### Aim of the task
Locate every line in the rows below that contains the word "instance", and copy each of those lines out.

### Entries provided
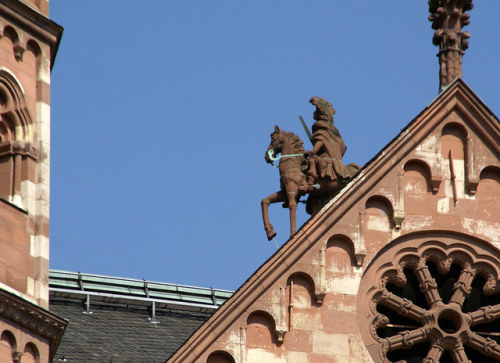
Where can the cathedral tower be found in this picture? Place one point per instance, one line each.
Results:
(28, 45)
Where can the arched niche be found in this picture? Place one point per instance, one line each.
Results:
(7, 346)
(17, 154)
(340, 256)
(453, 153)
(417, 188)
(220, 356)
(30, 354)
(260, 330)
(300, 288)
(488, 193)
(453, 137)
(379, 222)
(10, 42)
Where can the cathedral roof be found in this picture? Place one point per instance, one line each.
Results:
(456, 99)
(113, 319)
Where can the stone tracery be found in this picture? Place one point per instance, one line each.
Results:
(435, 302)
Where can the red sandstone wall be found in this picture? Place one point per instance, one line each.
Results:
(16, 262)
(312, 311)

...

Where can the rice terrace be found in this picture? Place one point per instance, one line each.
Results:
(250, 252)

### Response to the exercise
Where can the cathedral tower be found in this picture? Place one point per instance, one line each.
Where can the arched niche be found in this picture? Place one point per instance, one line each.
Where can the cathedral roof be found in this picture? Place one point per instance, one line each.
Where can the stone tracery be found in this picture? Place one point per instance, one line each.
Where can the red sandstone wall be found in this picture? Place one point per instance, one line each.
Where can the rice terrace be found in this picture? Place one point per instance, one line each.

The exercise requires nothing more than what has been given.